> _Brontekst_
::::
In mijn werk ben ik regelmatig betrokken bij accreditatie trajecten. Dit kan direct zijn, in de begeleiding van de voorbereiding op de visitatie en het begeleiden van de visitatiedag. In andere opdrachten raak ik zijdelings aan accreditatie, bijvoorbeeld als ik de onderwijsontwikkeling begeleid. Ik zie teams, managementteams en directies heel verschillend reageren in dit proces van voorbereiding op de visitatie. Deze verschillen zijn meestal terecht en passend bij de context.

In deze blog deel ik een aantal van mijn observaties en de twee lessen die je hieruit kunt leren. Het is goed om bewust te kiezen hoe je het voorbereidingsproces op de visitatie inricht. Ik hoop dat je iets aan mijn observaties en lessen hebt op het moment dat je deze keuzes gaat maken.

Intensiteit & stressniveau

De intensiteit van de visitatievoorbereiding en de onzekerheid die dit traject met zich meebrengt verschilt sterk per opleiding.
::::
> _Opgeslagen regels_
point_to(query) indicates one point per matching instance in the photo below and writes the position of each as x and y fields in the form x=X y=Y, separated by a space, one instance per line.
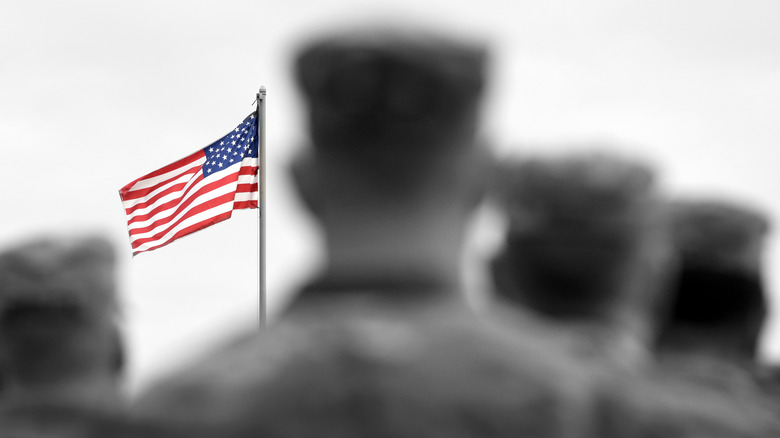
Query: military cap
x=390 y=91
x=720 y=234
x=611 y=193
x=75 y=271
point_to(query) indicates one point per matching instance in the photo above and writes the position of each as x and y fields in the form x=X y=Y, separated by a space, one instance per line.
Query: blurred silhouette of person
x=718 y=304
x=382 y=344
x=586 y=249
x=61 y=354
x=704 y=383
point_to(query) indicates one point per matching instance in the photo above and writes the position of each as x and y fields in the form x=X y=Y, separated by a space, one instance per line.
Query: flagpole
x=261 y=204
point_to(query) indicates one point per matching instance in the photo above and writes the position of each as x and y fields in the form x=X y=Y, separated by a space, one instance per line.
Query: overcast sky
x=97 y=93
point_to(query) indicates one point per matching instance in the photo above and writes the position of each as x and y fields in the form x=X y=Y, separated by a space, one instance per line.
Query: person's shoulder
x=425 y=364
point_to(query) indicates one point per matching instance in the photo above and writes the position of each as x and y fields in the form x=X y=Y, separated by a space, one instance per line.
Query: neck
x=419 y=246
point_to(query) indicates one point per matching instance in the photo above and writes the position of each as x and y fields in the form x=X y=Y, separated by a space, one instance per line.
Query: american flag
x=194 y=192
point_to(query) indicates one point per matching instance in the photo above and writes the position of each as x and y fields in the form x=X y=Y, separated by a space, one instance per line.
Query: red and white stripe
x=177 y=200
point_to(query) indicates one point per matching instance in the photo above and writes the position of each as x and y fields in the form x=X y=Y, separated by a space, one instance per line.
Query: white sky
x=93 y=94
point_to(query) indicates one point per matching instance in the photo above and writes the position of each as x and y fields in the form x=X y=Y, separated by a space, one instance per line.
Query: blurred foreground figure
x=382 y=344
x=60 y=350
x=586 y=248
x=705 y=382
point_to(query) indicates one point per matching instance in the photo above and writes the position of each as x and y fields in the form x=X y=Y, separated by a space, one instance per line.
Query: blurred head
x=718 y=303
x=393 y=170
x=585 y=239
x=57 y=313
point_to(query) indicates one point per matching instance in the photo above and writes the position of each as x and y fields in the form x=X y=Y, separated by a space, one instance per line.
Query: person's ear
x=480 y=168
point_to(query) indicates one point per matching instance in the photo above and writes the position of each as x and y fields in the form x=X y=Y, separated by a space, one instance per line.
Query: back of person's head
x=57 y=312
x=585 y=236
x=394 y=169
x=393 y=105
x=718 y=303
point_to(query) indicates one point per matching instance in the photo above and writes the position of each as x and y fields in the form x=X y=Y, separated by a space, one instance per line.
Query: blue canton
x=233 y=148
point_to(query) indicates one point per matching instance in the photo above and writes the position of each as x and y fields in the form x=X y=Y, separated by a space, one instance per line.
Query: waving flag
x=194 y=192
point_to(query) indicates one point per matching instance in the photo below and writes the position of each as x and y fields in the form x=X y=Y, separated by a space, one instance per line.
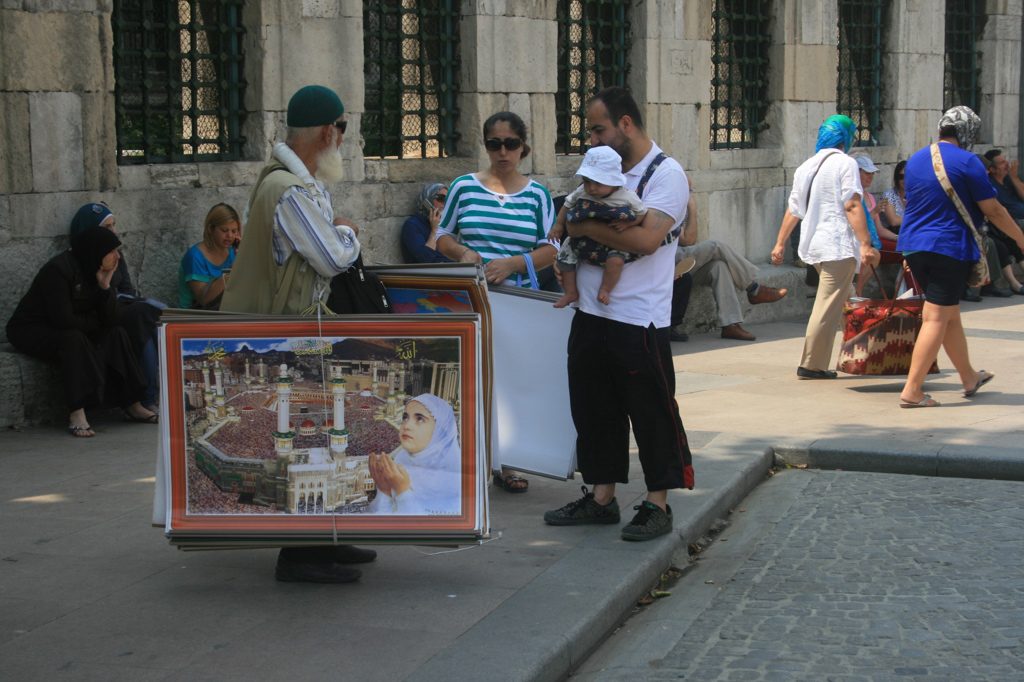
::::
> _Opdracht_
Schrijf uit de tekst over de voorbereiding op de visitatie het stuk van "In deze blog" tot en met "sterk per opleiding." woord voor woord over.

> _Antwoord_
In deze blog deel ik een aantal van mijn observaties en de twee lessen die je hieruit kunt leren. Het is goed om bewust te kiezen hoe je het voorbereidingsproces op de visitatie inricht. Ik hoop dat je iets aan mijn observaties en lessen hebt op het moment dat je deze keuzes gaat maken.

Intensiteit & stressniveau

De intensiteit van de visitatievoorbereiding en de onzekerheid die dit traject met zich meebrengt verschilt sterk per opleiding.